**Texte fourni**
——————————
Des ventes d’écran encore trop faibles

C’est essentiellement l’effet Coupe du Monde de Football : selon Euromédia, le marché des téléviseurs dans le monde a grimpé de 2,9 % en 2018 pour atteindre 228 millions d’unités avec un pic en amont de cet événement sportif. « Pour le dernier trimestre 2018 et pour la première fois, plus de la moitié des équipements était UHD », explique le centre d’études économiques IHS Markit. La Chine est en tête des ventes, suivie par les États-Unis. Et 63 % des écrans vendus en Europe au cours de ce dernier trimestre disposent d’une résolution UHD.

À contrario, seulement 18 600 écrans 8K ont été vendus l’année dernière, principalement au Japon où la NHK a lancé deux chaînes avec des programmes exclusivement 4K et 8K. On est encore loin d’un taux d’équipement suffisant. Pour autant, les productions sont de plus en plus nombreuses à chercher aussi d’autres ouvertures.

 

Smart TV : un autre débouché ?

C’est le cas d’Olivier Chiabodo qui a fondé The Explorers : avec une équipe de vingt personnes se déplaçant partout dans le monde, ils filment en 8K et ont déjà un catalogue de 45 films de 32 minutes, soit près de 1 500 heures de contenus 4K HDR.

Pour The Explorers, la télévision linéaire demeure un marché, quoique de plus en plus réduit, mais il n’en est qu’un parmi beaucoup d’autres. Ils ont donc conçu, en interne, une application, en quinze langues, avec leur catalogue en SVOD. « Si on a AirDrop, on peut regarder en OTT les contenus sur l’Apple TV et nous avons également des partenariats avec Samsung et Sony. On s’appuie sur les réseaux sociaux avec une volonté de créer une communauté qui va contribuer avec leurs propres films pour développer l’offre. »
——————————
**Données disponibles**
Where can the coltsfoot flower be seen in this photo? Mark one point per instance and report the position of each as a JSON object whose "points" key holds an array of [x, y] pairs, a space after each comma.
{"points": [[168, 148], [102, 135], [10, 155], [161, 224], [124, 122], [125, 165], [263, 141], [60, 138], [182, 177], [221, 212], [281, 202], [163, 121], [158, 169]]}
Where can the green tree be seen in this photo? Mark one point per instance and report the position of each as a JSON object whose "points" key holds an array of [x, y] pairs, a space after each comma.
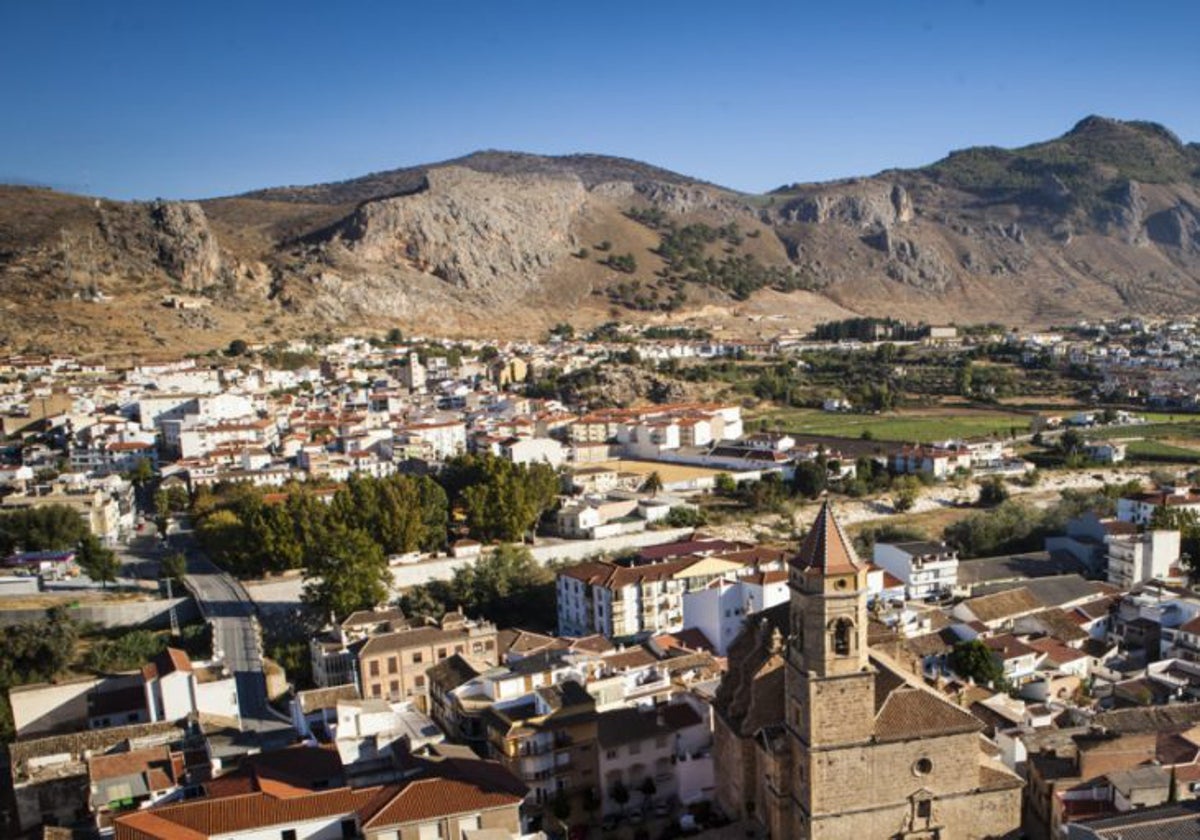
——————————
**Objectif A**
Répondez aux questions suivantes d'après le texte sur les ventes de téléviseurs.
(i) Combien d'unités le marché mondial des téléviseurs a-t-il atteint en 2018 ?
(ii) Combien d'écrans 8K ont été vendus l'année dernière ?
(iii) En combien de langues l'application conçue par The Explorers est-elle proposée ?
**Objectif B**
Modifiez le passage du texte sur les ventes de téléviseurs compris entre "Des ventes d’écran" et "d’une résolution UHD.", inclus, en remplaçant "Chine" par "Corée du Sud".
**Objectif C**
Poursuivez, s'il vous plaît, le texte sur les ventes de téléviseurs à partir de sa dernière phrase.

**Résultat A**
(i) 228 millions d'unités.
(ii) 18 600 écrans 8K.
(iii) En quinze langues.

**Résultat B**
Des ventes d’écran encore trop faibles

C’est essentiellement l’effet Coupe du Monde de Football : selon Euromédia, le marché des téléviseurs dans le monde a grimpé de 2,9 % en 2018 pour atteindre 228 millions d’unités avec un pic en amont de cet événement sportif. « Pour le dernier trimestre 2018 et pour la première fois, plus de la moitié des équipements était UHD », explique le centre d’études économiques IHS Markit. La Corée du Sud est en tête des ventes, suivie par les États-Unis. Et 63 % des écrans vendus en Europe au cours de ce dernier trimestre disposent d’une résolution UHD.

**Résultat C**
L’investissement est minime – 15 000 $ pour être sur les smartbox TV – et les risques réduits. La chaîne 8K est livrée en exclusivité pour trois mois avant une installation plus large. « On filme en 8K, mais on est obligé de dégrader l’image pour une diffusion 4K. À l’instar de la majorité des producteurs de contenus 4K et 8K, l’intégralité des droits demeure conservée. » Le tournage se fait en Raw avec des caméras Sony F55 et Red Helium.

En octobre, le service SVOD sera ouvert, avec quatre nouveaux films par mois pour un abonnement de l’ordre de 2 à 3 $/mois. 10 % des recettes sont reversés à une fondation pour la préservation de la nature. « Nous sommes le premier média d’engagement », avance Olivier Chiabodo. L’équipe s’est adjoint les compétences d’un pôle VR, pour les pré-shows uniquement, et d’un staff consacré aux réseaux sociaux. Le site est bâti sur Microsoft Azure, ce qui lui assure une totale maîtrise sur la diffusion.

 

NHK : précurseur et figure de proue d’un nouveau modèle

Depuis le 1er décembre 2018, la NHK a ouvert deux chaînes – BS4K et BS8K – qui diffusent respectivement 18 et 12 heures de programmes quotidiennement.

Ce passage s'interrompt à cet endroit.